Aim of the exercise: Pick out each line of the records in which the word "crossbeam" appears.

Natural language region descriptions
*** Begin section ***

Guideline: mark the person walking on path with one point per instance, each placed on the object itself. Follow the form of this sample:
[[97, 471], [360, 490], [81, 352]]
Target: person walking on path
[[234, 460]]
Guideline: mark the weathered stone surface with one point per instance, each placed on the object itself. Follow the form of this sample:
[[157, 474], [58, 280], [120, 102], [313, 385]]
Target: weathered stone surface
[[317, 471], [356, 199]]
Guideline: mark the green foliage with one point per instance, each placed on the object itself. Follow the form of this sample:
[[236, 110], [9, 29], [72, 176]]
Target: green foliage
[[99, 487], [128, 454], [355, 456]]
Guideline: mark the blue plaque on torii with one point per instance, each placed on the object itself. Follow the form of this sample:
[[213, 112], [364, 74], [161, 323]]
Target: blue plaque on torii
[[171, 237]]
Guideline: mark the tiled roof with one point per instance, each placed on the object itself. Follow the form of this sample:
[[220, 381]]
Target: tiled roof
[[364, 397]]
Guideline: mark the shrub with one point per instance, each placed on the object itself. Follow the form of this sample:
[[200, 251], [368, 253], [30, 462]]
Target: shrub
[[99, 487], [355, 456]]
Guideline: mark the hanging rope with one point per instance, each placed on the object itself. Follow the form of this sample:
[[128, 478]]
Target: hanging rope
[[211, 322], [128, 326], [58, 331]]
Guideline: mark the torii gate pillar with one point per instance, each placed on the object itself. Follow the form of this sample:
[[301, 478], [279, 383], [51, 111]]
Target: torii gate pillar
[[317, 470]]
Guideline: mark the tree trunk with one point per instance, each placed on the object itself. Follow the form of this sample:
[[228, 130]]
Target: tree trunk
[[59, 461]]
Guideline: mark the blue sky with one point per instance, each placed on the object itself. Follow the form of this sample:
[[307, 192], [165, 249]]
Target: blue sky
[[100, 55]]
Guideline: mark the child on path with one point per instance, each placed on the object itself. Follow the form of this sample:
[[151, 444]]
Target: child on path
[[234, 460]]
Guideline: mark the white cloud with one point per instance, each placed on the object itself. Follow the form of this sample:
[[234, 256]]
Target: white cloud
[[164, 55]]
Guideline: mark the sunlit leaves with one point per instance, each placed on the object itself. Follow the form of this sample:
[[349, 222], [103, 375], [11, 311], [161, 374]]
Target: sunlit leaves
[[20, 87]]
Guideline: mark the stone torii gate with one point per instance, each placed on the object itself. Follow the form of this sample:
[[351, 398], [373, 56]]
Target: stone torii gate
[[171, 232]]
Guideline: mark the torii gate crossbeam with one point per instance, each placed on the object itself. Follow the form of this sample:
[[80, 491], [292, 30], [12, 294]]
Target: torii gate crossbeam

*** End section ***

Answer section:
Guideline: mark the torii gate crossbeam with one point per instance, each placed on the object itself. Follow the form of this sample:
Target: torii gate crossbeam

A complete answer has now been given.